▶ [Stored rows]:
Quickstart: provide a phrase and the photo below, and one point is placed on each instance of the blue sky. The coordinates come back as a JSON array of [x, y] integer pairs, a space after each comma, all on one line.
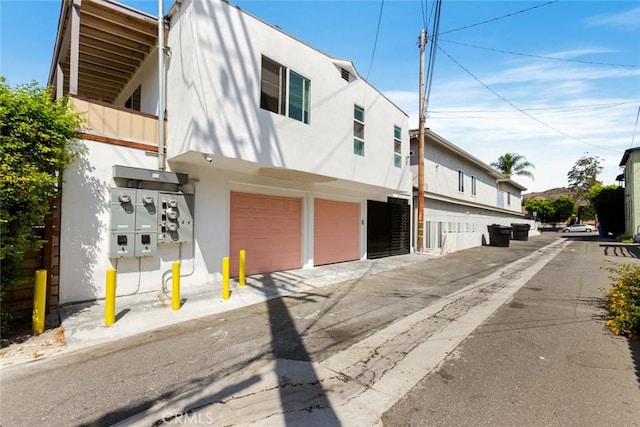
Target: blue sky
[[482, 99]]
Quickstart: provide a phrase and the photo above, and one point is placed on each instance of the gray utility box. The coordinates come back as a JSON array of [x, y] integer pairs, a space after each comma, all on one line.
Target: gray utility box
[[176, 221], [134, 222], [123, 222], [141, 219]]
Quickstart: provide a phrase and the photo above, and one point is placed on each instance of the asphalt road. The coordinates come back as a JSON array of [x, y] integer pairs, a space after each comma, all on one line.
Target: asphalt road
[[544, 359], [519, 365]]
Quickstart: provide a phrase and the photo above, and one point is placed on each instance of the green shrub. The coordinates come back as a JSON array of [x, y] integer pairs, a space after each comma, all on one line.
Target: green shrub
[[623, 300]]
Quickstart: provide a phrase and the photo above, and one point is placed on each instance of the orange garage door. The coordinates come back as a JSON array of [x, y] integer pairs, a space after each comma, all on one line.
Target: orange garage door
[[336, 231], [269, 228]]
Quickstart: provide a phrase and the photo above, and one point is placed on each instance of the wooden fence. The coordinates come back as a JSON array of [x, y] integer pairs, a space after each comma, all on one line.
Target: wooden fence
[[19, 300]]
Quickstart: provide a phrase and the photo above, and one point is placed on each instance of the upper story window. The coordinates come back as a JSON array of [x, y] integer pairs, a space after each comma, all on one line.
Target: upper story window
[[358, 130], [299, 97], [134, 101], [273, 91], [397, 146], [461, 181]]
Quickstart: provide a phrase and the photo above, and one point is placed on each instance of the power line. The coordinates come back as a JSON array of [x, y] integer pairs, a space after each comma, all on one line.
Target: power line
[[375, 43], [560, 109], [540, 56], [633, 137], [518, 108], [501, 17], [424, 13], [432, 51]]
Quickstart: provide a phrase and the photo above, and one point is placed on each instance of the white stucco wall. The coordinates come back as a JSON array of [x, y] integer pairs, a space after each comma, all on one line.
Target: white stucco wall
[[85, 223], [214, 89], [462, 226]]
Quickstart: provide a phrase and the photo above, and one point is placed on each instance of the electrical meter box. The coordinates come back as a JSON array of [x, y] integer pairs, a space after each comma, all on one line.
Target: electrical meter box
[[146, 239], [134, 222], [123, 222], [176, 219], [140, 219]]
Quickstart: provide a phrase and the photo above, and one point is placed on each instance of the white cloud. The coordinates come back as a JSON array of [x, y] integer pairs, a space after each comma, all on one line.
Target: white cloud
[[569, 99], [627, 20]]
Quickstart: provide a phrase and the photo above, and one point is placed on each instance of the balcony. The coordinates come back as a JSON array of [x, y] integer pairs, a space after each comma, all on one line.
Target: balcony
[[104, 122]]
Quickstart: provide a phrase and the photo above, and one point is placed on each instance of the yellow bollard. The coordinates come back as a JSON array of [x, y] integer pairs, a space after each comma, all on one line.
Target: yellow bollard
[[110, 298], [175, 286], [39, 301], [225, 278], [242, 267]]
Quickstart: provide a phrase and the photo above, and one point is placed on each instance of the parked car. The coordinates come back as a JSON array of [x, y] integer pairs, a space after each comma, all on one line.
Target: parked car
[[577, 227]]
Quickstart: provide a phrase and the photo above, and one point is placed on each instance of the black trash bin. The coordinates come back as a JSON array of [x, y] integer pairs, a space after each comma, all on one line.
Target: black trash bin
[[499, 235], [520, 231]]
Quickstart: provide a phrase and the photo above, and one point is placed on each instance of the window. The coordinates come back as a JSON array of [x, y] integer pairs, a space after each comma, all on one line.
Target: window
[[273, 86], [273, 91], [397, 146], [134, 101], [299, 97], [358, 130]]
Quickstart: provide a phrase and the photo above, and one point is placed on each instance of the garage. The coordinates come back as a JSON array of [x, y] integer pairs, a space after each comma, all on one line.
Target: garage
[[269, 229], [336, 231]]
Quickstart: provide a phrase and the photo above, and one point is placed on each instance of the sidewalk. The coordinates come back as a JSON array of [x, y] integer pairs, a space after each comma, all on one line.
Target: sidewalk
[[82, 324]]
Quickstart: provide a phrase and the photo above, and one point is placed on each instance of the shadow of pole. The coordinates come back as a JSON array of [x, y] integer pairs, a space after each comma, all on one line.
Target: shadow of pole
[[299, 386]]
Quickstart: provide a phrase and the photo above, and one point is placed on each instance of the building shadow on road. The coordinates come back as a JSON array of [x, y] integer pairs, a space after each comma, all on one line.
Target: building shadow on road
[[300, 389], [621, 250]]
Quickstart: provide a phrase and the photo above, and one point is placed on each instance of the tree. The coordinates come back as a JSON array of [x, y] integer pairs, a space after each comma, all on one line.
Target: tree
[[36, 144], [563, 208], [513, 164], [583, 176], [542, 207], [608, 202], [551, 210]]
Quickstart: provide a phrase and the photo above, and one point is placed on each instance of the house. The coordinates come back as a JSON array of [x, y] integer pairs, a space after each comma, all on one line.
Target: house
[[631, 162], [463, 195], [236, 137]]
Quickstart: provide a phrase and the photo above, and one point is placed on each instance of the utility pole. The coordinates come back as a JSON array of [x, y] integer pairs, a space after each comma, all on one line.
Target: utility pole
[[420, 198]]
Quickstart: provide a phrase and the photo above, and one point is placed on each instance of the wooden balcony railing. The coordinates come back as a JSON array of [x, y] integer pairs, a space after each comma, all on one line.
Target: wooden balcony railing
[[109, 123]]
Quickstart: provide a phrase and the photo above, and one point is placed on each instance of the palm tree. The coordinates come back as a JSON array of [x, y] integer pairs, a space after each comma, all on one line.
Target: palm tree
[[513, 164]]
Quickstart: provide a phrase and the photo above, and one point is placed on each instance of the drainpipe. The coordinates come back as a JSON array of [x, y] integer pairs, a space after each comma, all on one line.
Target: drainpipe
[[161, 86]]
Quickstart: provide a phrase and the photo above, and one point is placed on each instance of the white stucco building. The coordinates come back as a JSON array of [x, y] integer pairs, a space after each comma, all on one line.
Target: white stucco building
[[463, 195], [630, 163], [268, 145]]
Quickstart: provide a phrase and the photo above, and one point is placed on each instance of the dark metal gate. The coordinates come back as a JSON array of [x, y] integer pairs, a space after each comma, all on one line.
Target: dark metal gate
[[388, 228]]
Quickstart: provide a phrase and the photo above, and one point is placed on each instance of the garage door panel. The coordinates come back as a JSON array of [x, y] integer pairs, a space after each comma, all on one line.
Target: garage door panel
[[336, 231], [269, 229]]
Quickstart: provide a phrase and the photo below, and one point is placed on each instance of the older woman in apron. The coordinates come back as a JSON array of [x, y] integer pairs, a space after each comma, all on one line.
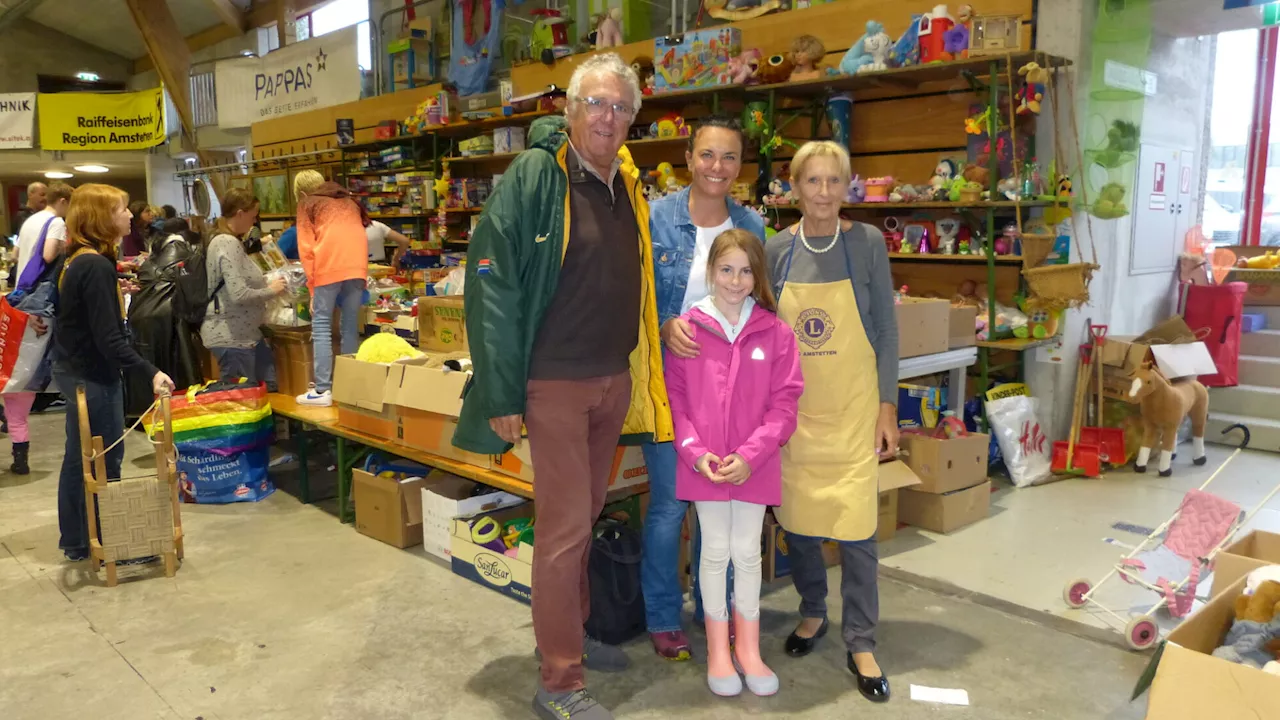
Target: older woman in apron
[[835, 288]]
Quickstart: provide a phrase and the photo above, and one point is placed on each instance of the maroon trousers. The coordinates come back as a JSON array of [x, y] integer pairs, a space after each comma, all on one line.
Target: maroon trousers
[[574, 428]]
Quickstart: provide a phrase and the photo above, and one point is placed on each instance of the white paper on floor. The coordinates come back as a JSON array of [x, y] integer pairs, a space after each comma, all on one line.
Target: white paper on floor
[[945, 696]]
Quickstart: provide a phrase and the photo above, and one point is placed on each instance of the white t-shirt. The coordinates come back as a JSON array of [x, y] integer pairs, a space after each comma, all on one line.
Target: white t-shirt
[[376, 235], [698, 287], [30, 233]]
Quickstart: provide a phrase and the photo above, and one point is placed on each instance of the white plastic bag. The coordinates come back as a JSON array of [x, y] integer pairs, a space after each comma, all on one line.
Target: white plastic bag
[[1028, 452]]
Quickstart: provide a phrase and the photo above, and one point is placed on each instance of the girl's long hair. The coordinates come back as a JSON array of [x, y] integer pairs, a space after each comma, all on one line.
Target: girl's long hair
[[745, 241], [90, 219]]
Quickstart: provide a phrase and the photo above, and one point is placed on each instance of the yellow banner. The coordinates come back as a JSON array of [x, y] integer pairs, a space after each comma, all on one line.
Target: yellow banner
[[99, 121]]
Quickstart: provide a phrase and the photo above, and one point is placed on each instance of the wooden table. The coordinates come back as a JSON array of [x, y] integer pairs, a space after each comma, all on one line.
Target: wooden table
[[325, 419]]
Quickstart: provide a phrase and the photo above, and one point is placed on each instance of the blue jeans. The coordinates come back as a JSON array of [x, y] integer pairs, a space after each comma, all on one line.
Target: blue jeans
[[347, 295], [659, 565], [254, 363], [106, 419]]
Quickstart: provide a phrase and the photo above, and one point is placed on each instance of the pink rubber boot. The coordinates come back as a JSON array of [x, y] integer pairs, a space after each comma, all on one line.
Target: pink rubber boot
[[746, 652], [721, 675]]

▶ [Task brief]:
Recast the material from the line that has "of the building" through the line that has "[[420, 198]]" as a numbered list, including both of those lines and leaving out any blank lines.

▶ [Exercise output]:
1. Quickstart: provide a phrase and the photo above, and one point is placed on each instance of the building shadow on road. The coordinates come back as a JSON array of [x, y] integer pairs, a space after each comma, all on one line.
2. Target: building shadow on road
3. [[300, 389], [621, 250]]
4. Quickstart: provide a phrase and the photo above, and one point is placed on each instance of the tree. The coordinates come back as a JSON array of [x, y] integer pairs, a space after each comma, all on one line.
5. Target: tree
6. [[36, 144], [563, 208], [513, 164], [583, 176], [542, 207], [608, 202], [551, 210]]
7. Quickstart: provide a phrase and the photo above, and one point is placed on each instance of the house. The coordinates come back as a JSON array of [x, y] integer pairs, a space after each comma, all on one line.
8. Target: house
9. [[631, 162], [463, 195], [236, 137]]
10. Quickstart: provide a phrase and the photo above, and one point is placed on each instance of the utility pole. The coordinates come back as a JSON array of [x, y] integer pairs, a space after each comma, all on one line.
11. Target: utility pole
12. [[420, 198]]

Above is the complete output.